What you need to do: From the entries below, work out the number of lines that hold the word "shirt", and give that number alone.

═══

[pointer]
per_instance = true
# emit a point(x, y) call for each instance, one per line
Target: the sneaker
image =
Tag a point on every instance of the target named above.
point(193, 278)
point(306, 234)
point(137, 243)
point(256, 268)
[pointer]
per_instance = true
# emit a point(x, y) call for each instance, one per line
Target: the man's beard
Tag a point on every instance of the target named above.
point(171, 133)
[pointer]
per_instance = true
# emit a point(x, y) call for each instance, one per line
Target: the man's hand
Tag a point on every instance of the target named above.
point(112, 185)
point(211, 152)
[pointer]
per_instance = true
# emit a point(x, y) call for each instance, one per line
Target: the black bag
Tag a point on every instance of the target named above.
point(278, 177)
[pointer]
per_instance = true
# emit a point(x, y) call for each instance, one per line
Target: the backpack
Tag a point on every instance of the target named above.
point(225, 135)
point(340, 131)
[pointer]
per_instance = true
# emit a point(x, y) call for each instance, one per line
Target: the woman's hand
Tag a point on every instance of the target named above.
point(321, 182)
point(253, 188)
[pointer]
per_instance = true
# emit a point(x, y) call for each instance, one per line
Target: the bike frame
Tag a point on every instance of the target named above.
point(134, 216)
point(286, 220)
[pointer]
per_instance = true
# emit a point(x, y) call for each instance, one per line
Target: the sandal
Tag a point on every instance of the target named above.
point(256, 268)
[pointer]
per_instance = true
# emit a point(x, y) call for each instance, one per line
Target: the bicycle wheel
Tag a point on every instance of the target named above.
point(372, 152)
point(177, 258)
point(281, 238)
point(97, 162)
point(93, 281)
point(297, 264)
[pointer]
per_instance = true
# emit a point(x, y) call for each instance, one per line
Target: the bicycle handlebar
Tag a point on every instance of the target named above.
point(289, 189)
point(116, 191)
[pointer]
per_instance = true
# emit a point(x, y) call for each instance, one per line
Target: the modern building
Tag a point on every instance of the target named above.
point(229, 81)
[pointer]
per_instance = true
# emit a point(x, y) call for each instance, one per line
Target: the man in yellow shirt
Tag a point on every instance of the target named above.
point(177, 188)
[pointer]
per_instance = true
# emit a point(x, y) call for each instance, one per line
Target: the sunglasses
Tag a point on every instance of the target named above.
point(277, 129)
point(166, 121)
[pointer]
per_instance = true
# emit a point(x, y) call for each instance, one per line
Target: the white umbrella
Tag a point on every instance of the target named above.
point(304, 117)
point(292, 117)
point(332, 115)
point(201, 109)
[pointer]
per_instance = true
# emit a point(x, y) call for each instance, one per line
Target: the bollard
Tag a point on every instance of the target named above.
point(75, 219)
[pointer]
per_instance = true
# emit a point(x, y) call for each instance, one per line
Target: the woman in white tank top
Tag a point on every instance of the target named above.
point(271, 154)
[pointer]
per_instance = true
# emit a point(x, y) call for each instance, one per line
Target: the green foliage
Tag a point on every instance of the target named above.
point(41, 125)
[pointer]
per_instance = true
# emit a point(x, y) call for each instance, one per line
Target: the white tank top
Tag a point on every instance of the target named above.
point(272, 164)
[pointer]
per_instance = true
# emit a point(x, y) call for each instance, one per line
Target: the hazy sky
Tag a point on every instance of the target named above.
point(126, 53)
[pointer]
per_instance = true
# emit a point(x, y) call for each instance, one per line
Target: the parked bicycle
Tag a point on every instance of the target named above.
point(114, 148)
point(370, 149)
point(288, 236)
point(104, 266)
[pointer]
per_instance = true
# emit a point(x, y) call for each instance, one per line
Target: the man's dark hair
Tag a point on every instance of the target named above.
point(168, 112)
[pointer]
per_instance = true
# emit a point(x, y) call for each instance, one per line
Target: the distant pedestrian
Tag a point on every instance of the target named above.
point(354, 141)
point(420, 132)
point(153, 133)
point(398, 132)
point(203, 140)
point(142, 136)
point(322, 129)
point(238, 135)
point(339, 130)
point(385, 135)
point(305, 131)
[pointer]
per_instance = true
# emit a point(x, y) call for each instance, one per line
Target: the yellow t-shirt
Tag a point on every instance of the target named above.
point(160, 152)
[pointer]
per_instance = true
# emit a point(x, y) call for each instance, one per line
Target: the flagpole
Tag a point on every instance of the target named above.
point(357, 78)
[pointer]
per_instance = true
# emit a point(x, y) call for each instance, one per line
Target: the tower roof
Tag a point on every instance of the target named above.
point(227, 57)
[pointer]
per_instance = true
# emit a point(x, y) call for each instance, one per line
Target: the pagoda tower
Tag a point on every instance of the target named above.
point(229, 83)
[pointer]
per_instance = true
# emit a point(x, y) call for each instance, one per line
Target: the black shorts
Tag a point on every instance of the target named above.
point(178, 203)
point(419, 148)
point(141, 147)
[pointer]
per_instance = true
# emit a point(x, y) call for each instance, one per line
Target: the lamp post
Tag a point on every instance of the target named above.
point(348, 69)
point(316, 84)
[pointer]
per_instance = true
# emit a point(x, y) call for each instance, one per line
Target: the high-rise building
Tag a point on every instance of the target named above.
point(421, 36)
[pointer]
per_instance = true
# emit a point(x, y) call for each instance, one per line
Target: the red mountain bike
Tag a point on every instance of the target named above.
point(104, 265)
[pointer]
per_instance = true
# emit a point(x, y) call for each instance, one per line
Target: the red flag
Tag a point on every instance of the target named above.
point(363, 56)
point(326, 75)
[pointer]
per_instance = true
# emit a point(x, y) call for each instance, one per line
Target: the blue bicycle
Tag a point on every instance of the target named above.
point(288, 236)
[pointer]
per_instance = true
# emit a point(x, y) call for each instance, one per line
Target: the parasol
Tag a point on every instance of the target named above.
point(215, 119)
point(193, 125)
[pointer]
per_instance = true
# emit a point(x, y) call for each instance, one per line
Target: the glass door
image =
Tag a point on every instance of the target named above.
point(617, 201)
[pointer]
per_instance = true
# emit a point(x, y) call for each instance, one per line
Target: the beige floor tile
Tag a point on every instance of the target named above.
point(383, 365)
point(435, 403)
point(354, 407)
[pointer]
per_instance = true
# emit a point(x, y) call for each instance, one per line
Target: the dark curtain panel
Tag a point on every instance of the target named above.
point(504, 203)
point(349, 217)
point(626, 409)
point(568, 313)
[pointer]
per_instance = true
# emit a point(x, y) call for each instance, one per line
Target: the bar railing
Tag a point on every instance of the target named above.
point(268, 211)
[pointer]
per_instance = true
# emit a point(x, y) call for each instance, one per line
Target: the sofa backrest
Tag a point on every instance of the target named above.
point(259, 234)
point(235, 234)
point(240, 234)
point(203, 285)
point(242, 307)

═══

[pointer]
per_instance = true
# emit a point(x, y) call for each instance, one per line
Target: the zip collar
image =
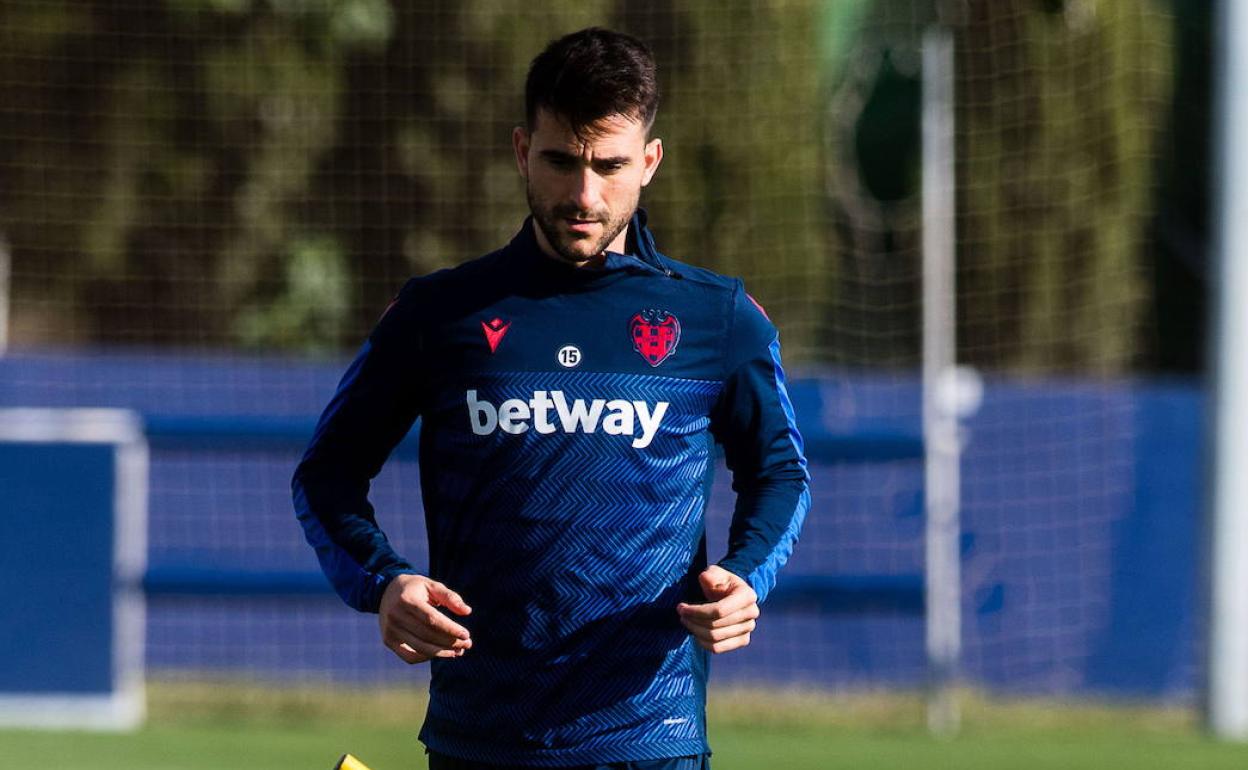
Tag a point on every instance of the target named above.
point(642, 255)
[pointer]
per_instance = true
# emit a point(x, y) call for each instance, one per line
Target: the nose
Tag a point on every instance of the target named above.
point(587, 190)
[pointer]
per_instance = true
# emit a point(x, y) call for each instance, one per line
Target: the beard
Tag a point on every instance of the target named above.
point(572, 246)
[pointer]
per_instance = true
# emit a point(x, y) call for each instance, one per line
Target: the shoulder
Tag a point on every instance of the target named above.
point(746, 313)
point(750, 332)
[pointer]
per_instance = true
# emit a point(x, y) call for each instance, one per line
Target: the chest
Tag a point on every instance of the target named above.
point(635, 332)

═══

Task solution: 2